> **Page text**:
[START]
The first paragraph is a great summary:
The accelerating fragmentation of the strife-torn Episcopal Church USA, in which several parishes and even a few dioceses are opting out of the church, isn’t simply about gay bishops, the blessing of same-sex unions or the election of a woman as presiding bishop. It also is about the meltdown of liberal Christianity.
We see, almost on a daily basis lately, how the conservative parts of these denominations (specifically the Episcopalians and the Presbyterian churches here in the States) are starting to resist this trend. They are standing up for their faith instead of giving into the temptation and siren call of popular culture that demands that all bow down to it.
But has the damage already been done. First, the demographic results of this loosening of doctrine – from the article:
When a church doesn’t take itself seriously, neither do its members. It is hard to believe that as recently as 1960, members of mainline churches — Episcopalians, Presbyterians, Methodists, Lutherans and the like — accounted for 40% of all American Protestants. Today, it’s more like 12% (17 million out of 135 million). Some of the precipitous decline is due to lower birthrates among the generally blue-state mainliners, but it also is clear that millions of mainline adherents (and especially their children) have simply walked out of the pews never to return. According to the Hartford Institute for Religious Research, in 1965, there were 3.4 million Episcopalians; now, there are 2.3 million. The number of Presbyterians fell from 4.3 million in 1965 to 2.5 million today. Compare that with 16 million members reported by the Southern Baptists.
And when you adjust for the overall increase of the population of the US over those years, these kind of numbers should be a wakeup call of tremendous proportions. This is in sharp contrast to the gains that the conservative, evangelical churches have had lately. And not only here in the US, but also in Africa and in Asia. Why this turn around?
Remember, the first rule of finding oneself in a hole is to stop digging! However, this simple rule seems to have escaped the leadership. This is akin to the phrase from the animated movie "The Incredibles": “if everyone is special, then no one is”. The operative phrase here is "if you believe in “anything”, you believe in nothing". Just as we see in other parts of American society and culture, the theology is being dumbed down.
Again, from the article:
Instead, as all but a few die-hards now admit, all the mainline churches and movements within churches that have blurred doctrine and softened moral precepts are demographically declining and, in the case of the Episcopal Church, disintegrating.
People go to church for a multitude of reasons: friendships, raising their kids with some sort of moral compass, to study their sacred texts and ponder upon them, to listen to sermons that will inspire them to be better people. But when it really comes down to it, the one reason that matters the most is: they want to believe. Believe it or not (pun intended) people go to believe in and worship God. They go to learn the precepts and guiding principles as laid down in the Bible. Not suger coated, not watered down. I feel that most people have a real need to know the doctrine that makes up their beliefs, and that they are not subject to change.
They go to have a void filled in their lives that they know cannot be filled on this earthly sphere.
Again, from the article:
The Presbyterian Church USA is famous for its 1993 conference, cosponsored with the United Methodist Church, the Evangelical Lutheran Church in America and other mainline churches, in which participants "reimagined" God as "Our Maker Sophia" and held a feminist-inspired "milk and honey" ritual designed to replace traditional bread-and-wine Communion.
[END]
> **Actions to take**:
1. According to the post on mainline church decline, how many Episcopalians were there in 1965?
2. Reproduce the part of the post on mainline church decline starting with "They go to have" and going on through "traditional bread-and-wine Communion.".
The lines below have no connection to the post on mainline church decline.

> **Provided material**:
[START]
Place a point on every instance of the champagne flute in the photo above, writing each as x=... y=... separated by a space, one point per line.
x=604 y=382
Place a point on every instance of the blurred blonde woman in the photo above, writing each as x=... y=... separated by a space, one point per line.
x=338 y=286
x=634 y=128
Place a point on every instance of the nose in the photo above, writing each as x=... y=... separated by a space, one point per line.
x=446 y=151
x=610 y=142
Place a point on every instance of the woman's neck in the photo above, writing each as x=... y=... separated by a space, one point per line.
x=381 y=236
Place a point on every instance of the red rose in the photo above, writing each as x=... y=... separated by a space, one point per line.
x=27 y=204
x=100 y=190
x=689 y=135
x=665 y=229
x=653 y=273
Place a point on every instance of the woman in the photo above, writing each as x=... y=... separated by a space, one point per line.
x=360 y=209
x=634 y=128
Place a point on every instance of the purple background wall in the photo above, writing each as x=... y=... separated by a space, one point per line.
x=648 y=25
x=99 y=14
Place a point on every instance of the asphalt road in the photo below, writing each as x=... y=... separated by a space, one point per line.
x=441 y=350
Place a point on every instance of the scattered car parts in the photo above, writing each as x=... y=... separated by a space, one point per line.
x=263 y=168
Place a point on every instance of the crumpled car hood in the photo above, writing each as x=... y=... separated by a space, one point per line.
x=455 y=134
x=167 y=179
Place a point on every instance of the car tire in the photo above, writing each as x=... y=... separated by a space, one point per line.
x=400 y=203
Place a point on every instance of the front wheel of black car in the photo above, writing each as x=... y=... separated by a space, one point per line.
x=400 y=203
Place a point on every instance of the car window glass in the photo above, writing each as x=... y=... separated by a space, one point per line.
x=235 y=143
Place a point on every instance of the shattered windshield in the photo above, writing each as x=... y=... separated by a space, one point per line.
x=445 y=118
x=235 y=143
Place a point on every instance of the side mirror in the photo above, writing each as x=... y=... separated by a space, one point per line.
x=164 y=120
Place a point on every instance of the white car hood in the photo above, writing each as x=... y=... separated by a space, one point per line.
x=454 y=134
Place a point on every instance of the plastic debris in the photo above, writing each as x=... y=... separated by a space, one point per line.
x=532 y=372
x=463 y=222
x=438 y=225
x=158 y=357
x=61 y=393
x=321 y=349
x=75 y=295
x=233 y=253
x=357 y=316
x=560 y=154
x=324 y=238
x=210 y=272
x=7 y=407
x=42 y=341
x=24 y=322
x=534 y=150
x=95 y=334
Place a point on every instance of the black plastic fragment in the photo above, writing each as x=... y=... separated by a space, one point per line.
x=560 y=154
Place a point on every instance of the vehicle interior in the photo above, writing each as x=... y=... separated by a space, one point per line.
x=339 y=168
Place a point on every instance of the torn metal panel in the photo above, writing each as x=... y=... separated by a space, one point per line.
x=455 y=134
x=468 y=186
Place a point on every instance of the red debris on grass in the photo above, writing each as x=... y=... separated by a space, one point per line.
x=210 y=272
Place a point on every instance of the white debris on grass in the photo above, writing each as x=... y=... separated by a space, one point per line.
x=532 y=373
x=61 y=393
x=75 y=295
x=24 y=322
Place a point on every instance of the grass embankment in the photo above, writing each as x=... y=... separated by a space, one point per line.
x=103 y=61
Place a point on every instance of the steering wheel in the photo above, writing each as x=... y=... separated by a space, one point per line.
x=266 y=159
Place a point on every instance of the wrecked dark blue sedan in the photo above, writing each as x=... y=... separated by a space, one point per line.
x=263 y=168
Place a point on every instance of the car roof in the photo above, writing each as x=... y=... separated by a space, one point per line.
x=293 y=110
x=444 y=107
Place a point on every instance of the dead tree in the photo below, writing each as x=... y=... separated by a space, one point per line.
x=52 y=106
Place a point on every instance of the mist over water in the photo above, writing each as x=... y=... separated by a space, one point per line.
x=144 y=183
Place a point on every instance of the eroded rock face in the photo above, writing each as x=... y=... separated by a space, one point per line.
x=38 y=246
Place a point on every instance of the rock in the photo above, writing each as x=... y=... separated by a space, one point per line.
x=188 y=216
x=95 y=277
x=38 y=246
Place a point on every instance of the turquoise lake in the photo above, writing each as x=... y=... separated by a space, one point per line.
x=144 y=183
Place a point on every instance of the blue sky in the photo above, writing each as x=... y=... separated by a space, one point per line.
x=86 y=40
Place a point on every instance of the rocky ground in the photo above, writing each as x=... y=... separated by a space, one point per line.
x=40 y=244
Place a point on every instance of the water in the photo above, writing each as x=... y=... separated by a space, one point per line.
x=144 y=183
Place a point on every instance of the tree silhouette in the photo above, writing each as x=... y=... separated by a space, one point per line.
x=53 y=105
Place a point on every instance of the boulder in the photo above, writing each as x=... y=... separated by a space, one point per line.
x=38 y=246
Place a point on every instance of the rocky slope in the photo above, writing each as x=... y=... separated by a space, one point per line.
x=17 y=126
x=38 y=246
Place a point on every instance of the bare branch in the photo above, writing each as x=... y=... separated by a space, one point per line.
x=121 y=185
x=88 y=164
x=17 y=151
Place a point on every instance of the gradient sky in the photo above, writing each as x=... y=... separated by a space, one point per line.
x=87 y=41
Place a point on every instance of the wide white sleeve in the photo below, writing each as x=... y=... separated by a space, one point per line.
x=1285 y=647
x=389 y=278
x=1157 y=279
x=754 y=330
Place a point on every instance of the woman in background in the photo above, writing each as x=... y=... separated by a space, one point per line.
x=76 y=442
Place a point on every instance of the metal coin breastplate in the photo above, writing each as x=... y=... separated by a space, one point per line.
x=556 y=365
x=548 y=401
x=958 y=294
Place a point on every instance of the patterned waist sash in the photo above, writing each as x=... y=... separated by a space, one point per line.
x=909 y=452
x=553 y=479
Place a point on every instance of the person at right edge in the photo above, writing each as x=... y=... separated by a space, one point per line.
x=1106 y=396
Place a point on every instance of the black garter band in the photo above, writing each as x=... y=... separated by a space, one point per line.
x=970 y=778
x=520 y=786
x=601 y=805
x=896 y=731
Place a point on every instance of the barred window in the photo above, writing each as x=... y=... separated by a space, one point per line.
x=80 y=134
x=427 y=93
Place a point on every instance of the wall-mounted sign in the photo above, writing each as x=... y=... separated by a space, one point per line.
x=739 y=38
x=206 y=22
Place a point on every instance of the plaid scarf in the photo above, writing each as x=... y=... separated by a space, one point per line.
[END]
> **Exercise answers**:
1. There were 3.4 million Episcopalians in 1965.

2.
They go to have a void filled in their lives that they know cannot be filled on this earthly sphere.
Again, from the article:
The Presbyterian Church USA is famous for its 1993 conference, cosponsored with the United Methodist Church, the Evangelical Lutheran Church in America and other mainline churches, in which participants "reimagined" God as "Our Maker Sophia" and held a feminist-inspired "milk and honey" ritual designed to replace traditional bread-and-wine Communion.